-- Start --
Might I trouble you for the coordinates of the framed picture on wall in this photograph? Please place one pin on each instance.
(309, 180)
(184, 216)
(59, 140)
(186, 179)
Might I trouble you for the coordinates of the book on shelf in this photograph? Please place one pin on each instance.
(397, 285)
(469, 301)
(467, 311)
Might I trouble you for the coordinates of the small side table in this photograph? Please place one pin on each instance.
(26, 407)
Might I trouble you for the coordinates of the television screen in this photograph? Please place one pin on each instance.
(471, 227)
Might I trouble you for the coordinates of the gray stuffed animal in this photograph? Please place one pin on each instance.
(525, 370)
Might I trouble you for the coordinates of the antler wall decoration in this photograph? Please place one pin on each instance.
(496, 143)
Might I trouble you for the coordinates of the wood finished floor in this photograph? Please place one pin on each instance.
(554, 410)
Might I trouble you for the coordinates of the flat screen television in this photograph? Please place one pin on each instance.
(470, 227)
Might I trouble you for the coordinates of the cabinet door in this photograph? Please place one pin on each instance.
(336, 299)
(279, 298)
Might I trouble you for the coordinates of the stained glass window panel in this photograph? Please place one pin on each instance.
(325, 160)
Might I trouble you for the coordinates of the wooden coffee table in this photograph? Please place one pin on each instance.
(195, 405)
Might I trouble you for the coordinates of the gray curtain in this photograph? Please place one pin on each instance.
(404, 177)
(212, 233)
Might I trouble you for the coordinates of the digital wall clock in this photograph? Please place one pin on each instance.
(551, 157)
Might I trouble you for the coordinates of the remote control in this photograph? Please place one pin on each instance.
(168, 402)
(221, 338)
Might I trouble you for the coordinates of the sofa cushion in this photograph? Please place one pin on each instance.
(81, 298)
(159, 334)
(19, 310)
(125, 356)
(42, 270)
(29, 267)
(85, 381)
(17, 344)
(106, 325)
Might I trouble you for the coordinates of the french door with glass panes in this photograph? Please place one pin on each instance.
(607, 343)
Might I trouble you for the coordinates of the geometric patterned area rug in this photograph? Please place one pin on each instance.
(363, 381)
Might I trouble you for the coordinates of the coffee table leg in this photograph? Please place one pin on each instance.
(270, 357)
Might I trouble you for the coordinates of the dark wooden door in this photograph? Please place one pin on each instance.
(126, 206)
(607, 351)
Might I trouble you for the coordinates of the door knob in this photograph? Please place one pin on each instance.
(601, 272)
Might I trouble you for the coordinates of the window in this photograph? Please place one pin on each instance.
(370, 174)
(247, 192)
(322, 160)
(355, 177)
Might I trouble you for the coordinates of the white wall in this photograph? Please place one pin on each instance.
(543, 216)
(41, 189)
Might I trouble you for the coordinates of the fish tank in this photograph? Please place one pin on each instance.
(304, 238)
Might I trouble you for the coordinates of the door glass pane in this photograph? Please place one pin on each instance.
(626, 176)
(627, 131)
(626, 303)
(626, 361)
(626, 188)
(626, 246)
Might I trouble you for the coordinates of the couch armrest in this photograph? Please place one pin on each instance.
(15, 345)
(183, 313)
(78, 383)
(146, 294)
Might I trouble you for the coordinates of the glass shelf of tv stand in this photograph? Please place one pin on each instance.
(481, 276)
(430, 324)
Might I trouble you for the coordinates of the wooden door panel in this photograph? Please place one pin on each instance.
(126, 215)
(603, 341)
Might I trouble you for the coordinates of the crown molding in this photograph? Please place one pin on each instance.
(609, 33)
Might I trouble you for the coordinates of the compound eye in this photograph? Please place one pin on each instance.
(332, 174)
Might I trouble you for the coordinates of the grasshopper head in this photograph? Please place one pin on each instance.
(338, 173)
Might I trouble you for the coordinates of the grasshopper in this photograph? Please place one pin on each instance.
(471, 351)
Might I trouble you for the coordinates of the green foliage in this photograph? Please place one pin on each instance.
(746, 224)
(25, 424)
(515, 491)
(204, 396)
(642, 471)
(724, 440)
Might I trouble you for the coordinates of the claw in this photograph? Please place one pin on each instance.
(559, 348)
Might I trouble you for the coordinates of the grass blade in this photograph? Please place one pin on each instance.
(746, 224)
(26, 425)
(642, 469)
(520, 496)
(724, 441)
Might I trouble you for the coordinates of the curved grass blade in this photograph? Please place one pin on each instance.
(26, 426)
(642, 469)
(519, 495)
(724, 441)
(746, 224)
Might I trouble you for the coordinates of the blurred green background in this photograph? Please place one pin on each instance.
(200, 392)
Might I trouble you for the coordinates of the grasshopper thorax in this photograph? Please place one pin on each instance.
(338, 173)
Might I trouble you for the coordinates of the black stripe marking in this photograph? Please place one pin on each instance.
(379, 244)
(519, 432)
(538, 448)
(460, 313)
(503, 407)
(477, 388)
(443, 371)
-- End --
- **Directions for this task**
Repeat the data verbatim.

- **Response for this exercise**
Might I trouble you for the coordinates of the framed picture on wall in this photograph? Please place one pin on each instance.
(309, 180)
(184, 216)
(59, 140)
(186, 179)
Might I trouble you for the coordinates of the book on shelf in this photograph? Please place one pin on each instance.
(397, 285)
(469, 301)
(467, 311)
Might I trouble you for the coordinates of the small side table in this photograph? Please place one pin on each instance.
(26, 407)
Might I trouble you for the coordinates of the television screen in this photograph? Please place one pin on each instance.
(471, 227)
Might I trouble you for the coordinates of the gray stuffed animal in this photograph? Please place one pin on each instance.
(525, 370)
Might I trouble you for the coordinates of the antler wall decoration in this photograph? Please place one pin on each instance.
(496, 143)
Might I trouble you for the coordinates of the wood finished floor in this photograph? Please place one pin on each instance.
(554, 410)
Might I trouble you for the coordinates of the flat screen television in this photograph? Please place one pin on each instance.
(470, 227)
Might I trouble you for the coordinates of the cabinet door in this photograph? Please place one pin on each instance.
(336, 299)
(279, 298)
Might I trouble you for the coordinates of the stained glass window panel in this photograph? Please place one pin on each instance.
(325, 160)
Might I trouble you for the coordinates of the wooden coffee table in this photograph? Please place one pin on each instance.
(195, 405)
Might I trouble you for the coordinates of the gray curtain in this photograph? Please place one pin on each instance.
(404, 177)
(212, 233)
Might I trouble you for the coordinates of the digital wall clock in this photograph? Please place one pin on each instance.
(551, 157)
Might I trouble you for the coordinates of the remote control in this photograph? Please place one pin on each instance.
(168, 402)
(221, 338)
Might I trouble you for the coordinates of the sofa cushion in this photograph? Please place one pin on each instance.
(81, 298)
(159, 334)
(19, 310)
(125, 356)
(42, 270)
(29, 267)
(85, 381)
(17, 344)
(106, 325)
Might I trouble you for the coordinates of the french door with glass panes in this photograph? Please place one pin on each instance.
(607, 343)
Might I trouble you for the coordinates of the geometric patterned area rug in this photograph? Please place one pin on each instance.
(363, 381)
Might I trouble you for the coordinates of the coffee table leg in this photograph? Please place one pin on each instance.
(270, 357)
Might I trouble you for the coordinates of the dark wooden door in this photograph? Please place one pin on each instance.
(126, 206)
(607, 351)
Might I trouble you for the coordinates of the door knob in this photograph? Please place one pin on each instance.
(601, 272)
Might I trouble you for the coordinates of the window in this photograph? Please place one pin on each instance.
(370, 174)
(247, 192)
(322, 160)
(355, 177)
Might I trouble you for the coordinates of the white wall in this photograph? Please place one pin on each instance.
(543, 216)
(41, 189)
Might I trouble you for the coordinates of the fish tank in this photograph? Please place one pin on each instance.
(304, 238)
Might I trouble you for the coordinates of the door glass pane in this photograph? Please place one pin on each instance.
(626, 176)
(627, 131)
(626, 303)
(626, 361)
(626, 188)
(626, 246)
Might I trouble you for the coordinates of the couch armrest in this photograph? Please place one pin on each instance.
(15, 345)
(183, 313)
(78, 383)
(146, 294)
Might I trouble you for the coordinates of the glass shelf of tv stand in this photograph? Please place one pin on each instance.
(481, 276)
(430, 324)
Might I trouble you for the coordinates of the wooden door panel in this photograph? Please place one pin on each instance.
(126, 215)
(603, 341)
Might I trouble you for the coordinates of the crown molding in this photograph? Please place one pin on each instance.
(609, 33)
Might I trouble you for the coordinates of the compound eye in this photograph? Please place one pin on each instance.
(332, 174)
Might I trouble you for the coordinates of the grasshopper head in this photograph? Please place one pin on each instance.
(338, 173)
Might I trouble you for the coordinates of the grasshopper in this photograph? Please place one pin on each instance.
(471, 351)
Might I trouble you for the coordinates of the green foliage in this photograph? Please place one pin on each instance.
(746, 224)
(25, 424)
(515, 491)
(204, 396)
(642, 471)
(724, 440)
Might I trouble you for the coordinates of the claw in this photograph? Please place one pin on each instance.
(559, 348)
Might I trouble you for the coordinates of the grass blade in this photograph? Please place one pin on each instance.
(746, 224)
(26, 425)
(642, 469)
(520, 496)
(724, 441)
Might I trouble you for the coordinates of the curved grass blade in this photograph? Please place one pin on each instance.
(26, 426)
(642, 469)
(519, 495)
(724, 441)
(746, 224)
Might I trouble you for the coordinates of the blurred green background in this photograph? Please place one pin on each instance.
(200, 392)
Might I trouble you for the coordinates of the grasshopper thorax in this photograph? Please place one pin on each instance.
(338, 173)
Might I trouble you for the coordinates of the black stripe marking in this photograph? Please place one pin on each instance.
(379, 244)
(519, 432)
(538, 448)
(460, 313)
(503, 407)
(477, 388)
(443, 371)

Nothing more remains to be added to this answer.